### [Work required]
Retype each entry below, keeping every character the same.

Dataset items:
--- BEGIN ---
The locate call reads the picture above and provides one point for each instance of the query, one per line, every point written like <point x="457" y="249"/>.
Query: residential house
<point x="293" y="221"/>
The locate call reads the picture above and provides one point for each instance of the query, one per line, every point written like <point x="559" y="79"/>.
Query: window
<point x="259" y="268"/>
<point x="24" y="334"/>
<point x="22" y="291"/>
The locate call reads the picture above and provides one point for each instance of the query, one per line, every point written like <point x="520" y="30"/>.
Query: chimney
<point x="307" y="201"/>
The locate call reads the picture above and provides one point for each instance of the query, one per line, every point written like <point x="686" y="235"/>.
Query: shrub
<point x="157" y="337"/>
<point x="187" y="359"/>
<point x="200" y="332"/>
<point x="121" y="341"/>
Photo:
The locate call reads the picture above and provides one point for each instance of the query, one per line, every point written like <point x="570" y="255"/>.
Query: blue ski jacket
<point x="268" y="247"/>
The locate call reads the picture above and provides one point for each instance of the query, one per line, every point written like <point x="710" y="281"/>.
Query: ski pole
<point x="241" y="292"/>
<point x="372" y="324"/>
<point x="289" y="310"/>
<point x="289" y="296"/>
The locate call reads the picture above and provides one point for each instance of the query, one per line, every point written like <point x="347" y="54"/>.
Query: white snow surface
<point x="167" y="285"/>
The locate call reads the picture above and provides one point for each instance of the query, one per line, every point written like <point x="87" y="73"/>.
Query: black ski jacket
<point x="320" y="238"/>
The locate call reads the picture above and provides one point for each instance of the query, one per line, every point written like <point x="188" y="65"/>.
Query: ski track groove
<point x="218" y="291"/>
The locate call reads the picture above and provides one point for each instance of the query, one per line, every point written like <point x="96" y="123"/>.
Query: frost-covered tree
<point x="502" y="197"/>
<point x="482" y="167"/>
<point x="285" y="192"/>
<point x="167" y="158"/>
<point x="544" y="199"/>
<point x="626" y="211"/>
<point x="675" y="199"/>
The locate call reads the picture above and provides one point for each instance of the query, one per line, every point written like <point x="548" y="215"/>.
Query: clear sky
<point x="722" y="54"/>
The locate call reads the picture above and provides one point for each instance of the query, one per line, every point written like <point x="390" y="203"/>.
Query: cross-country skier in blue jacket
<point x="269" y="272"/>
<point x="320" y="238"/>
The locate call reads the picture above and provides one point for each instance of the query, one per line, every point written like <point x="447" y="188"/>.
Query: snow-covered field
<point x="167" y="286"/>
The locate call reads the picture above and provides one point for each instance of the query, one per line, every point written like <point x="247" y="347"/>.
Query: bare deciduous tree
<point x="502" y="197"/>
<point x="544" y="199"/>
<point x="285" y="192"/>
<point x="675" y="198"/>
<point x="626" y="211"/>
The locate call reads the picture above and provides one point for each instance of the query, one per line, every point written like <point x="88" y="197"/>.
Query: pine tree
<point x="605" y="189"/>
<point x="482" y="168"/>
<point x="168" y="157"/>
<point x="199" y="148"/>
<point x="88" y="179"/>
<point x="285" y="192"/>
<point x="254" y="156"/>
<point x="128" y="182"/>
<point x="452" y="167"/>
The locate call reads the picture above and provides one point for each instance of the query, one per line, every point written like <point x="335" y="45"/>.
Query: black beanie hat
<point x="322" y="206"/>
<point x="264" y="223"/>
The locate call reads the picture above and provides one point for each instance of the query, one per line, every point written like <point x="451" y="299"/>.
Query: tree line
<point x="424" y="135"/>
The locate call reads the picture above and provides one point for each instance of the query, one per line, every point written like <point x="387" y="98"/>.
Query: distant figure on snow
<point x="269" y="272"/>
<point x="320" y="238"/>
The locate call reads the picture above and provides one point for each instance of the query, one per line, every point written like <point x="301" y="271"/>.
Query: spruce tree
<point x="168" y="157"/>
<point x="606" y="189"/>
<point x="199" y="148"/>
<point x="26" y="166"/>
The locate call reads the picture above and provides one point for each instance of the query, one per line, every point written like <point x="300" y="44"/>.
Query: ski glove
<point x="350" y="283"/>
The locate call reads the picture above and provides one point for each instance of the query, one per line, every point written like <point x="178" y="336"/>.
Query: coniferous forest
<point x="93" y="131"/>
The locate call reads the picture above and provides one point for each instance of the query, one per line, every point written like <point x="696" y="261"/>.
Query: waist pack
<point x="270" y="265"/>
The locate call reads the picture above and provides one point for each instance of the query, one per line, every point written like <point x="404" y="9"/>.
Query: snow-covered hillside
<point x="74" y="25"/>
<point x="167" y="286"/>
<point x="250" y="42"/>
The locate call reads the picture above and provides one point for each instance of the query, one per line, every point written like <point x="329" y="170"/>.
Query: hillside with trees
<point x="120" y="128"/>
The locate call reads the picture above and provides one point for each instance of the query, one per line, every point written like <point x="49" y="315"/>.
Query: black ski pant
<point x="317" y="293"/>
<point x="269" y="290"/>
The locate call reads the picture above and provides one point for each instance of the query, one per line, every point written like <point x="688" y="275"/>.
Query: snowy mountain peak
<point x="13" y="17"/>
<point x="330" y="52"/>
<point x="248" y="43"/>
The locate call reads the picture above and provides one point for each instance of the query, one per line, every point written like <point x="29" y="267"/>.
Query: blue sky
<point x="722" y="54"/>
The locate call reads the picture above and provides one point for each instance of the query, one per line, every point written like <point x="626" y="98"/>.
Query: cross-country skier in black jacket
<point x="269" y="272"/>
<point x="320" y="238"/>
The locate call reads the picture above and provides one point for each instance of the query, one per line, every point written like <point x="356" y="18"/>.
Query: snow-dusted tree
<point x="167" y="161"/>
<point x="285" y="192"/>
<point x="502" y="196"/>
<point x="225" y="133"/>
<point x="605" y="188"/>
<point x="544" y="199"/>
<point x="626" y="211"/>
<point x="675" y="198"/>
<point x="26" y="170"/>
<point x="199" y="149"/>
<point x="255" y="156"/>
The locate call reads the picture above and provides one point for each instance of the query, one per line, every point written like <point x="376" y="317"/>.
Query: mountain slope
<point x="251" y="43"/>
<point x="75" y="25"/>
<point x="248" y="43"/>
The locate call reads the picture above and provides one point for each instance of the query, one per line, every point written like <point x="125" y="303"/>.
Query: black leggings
--- END ---
### [Task result]
The locate call reads the picture above and provides one point for each instance of the query, one per line, every point written like <point x="457" y="249"/>.
Query: residential house
<point x="293" y="221"/>
The locate call reads the picture above and provides one point for each instance of the query, one per line, every point written like <point x="559" y="79"/>.
Query: window
<point x="259" y="268"/>
<point x="24" y="334"/>
<point x="22" y="291"/>
The locate call reads the picture above and provides one point for each instance of the query, one per line, every point written like <point x="520" y="30"/>.
Query: chimney
<point x="307" y="201"/>
The locate call reads the picture above and provides one point for each instance of the query, one per line, every point written like <point x="686" y="235"/>.
Query: shrub
<point x="157" y="337"/>
<point x="187" y="359"/>
<point x="200" y="332"/>
<point x="121" y="341"/>
Photo:
The locate call reads the picture above and provides one point for each instance of the query, one per line, every point written like <point x="570" y="255"/>.
Query: blue ski jacket
<point x="268" y="247"/>
The locate call reads the picture above and provides one point for each instance of the query, one per line, every point written like <point x="710" y="281"/>.
Query: ski pole
<point x="241" y="292"/>
<point x="372" y="324"/>
<point x="289" y="310"/>
<point x="289" y="296"/>
The locate call reads the picture above and provides one point for each instance of the query, one per line, every point written like <point x="347" y="54"/>.
Query: white snow surface
<point x="167" y="285"/>
The locate call reads the picture above and provides one point for each instance of the query, one per line, every point written like <point x="87" y="73"/>.
Query: black ski jacket
<point x="320" y="238"/>
The locate call reads the picture above and provides one point for each instance of the query, one per line, every point written like <point x="188" y="65"/>.
Query: ski track groove
<point x="218" y="291"/>
The locate call reads the picture above and provides one point for each instance of the query, one per line, every point written like <point x="96" y="123"/>.
Query: frost-covered tree
<point x="502" y="197"/>
<point x="482" y="167"/>
<point x="285" y="192"/>
<point x="167" y="158"/>
<point x="544" y="199"/>
<point x="626" y="211"/>
<point x="675" y="199"/>
The locate call reads the picture above and provides one point for each instance of the query, one per line, every point written like <point x="548" y="215"/>.
Query: clear sky
<point x="722" y="54"/>
The locate call reads the picture above and provides one point for each instance of the query, one per line, every point written like <point x="390" y="203"/>.
Query: cross-country skier in blue jacket
<point x="269" y="272"/>
<point x="320" y="238"/>
The locate call reads the picture above and provides one point for each instance of the query, one per line, every point written like <point x="447" y="188"/>.
Query: snow-covered field
<point x="167" y="286"/>
The locate call reads the picture above and provides one point for each instance of the query, one per line, every point written like <point x="247" y="347"/>.
Query: bare deciduous tree
<point x="502" y="197"/>
<point x="544" y="199"/>
<point x="285" y="192"/>
<point x="675" y="198"/>
<point x="626" y="211"/>
The locate call reads the picture above and provides one point for each instance of the query, one per line, every point written like <point x="88" y="197"/>.
Query: pine tree
<point x="605" y="189"/>
<point x="482" y="168"/>
<point x="168" y="157"/>
<point x="199" y="148"/>
<point x="88" y="179"/>
<point x="285" y="192"/>
<point x="254" y="156"/>
<point x="128" y="182"/>
<point x="452" y="167"/>
The locate call reads the picture above and provides one point for each instance of the query, one per line, every point written like <point x="335" y="45"/>.
Query: black beanie hat
<point x="322" y="206"/>
<point x="264" y="223"/>
The locate call reads the picture above and provides one point for each instance of the query, one per line, every point written like <point x="451" y="299"/>.
Query: tree line
<point x="424" y="135"/>
The locate call reads the picture above and provides one point for each instance of the query, one per line, every point written like <point x="387" y="98"/>.
Query: distant figure on snow
<point x="269" y="272"/>
<point x="320" y="238"/>
The locate call reads the picture above and provides one point for each instance of the query, one per line, every point written like <point x="301" y="271"/>.
Query: spruce tree
<point x="168" y="157"/>
<point x="606" y="189"/>
<point x="199" y="148"/>
<point x="26" y="166"/>
The locate call reads the picture above and provides one point for each instance of the query, one per line, every point written like <point x="300" y="44"/>.
Query: ski glove
<point x="350" y="283"/>
The locate call reads the picture above and provides one point for each instance of the query, one per line, every point written like <point x="178" y="336"/>.
Query: coniferous forest
<point x="93" y="131"/>
The locate call reads the picture above and provides one point for each instance of the query, one per line, every point written like <point x="696" y="261"/>.
Query: waist pack
<point x="270" y="265"/>
The locate call reads the picture above and provides one point for each instance of the query, one per line, every point written like <point x="404" y="9"/>.
Query: snow-covered hillside
<point x="74" y="25"/>
<point x="167" y="286"/>
<point x="250" y="42"/>
The locate call reads the picture above and provides one point for each instance of the query, one per line, every point written like <point x="329" y="170"/>.
Query: hillside with trees
<point x="120" y="128"/>
The locate call reads the picture above and provides one point for each instance of the query, one per line, every point written like <point x="49" y="315"/>.
Query: black ski pant
<point x="317" y="293"/>
<point x="269" y="290"/>
The locate call reads the picture above and provides one point for each instance of the query, one per line, every point written like <point x="688" y="275"/>.
Query: snowy mountain peak
<point x="13" y="17"/>
<point x="330" y="52"/>
<point x="248" y="43"/>
The locate call reads the picture above and provides one point for each instance of the query, one per line, every point written like <point x="29" y="267"/>.
Query: blue sky
<point x="722" y="54"/>
The locate call reads the picture above and provides one point for each instance of the query, one per line, every point written like <point x="626" y="98"/>.
Query: cross-country skier in black jacket
<point x="269" y="272"/>
<point x="320" y="238"/>
The locate call reads the picture above and provides one point for each instance of the query, one per line, every point written like <point x="356" y="18"/>.
Query: snow-dusted tree
<point x="167" y="161"/>
<point x="285" y="192"/>
<point x="502" y="196"/>
<point x="225" y="133"/>
<point x="605" y="188"/>
<point x="544" y="199"/>
<point x="626" y="211"/>
<point x="675" y="198"/>
<point x="26" y="170"/>
<point x="199" y="149"/>
<point x="255" y="156"/>
The locate call reads the picture above and provides one point for each instance of the query, one per line, every point written like <point x="376" y="317"/>.
Query: mountain slope
<point x="251" y="43"/>
<point x="75" y="25"/>
<point x="248" y="43"/>
The locate call reads the picture above and provides one point for each instance of the query, one per line, every point written like <point x="125" y="303"/>.
Query: black leggings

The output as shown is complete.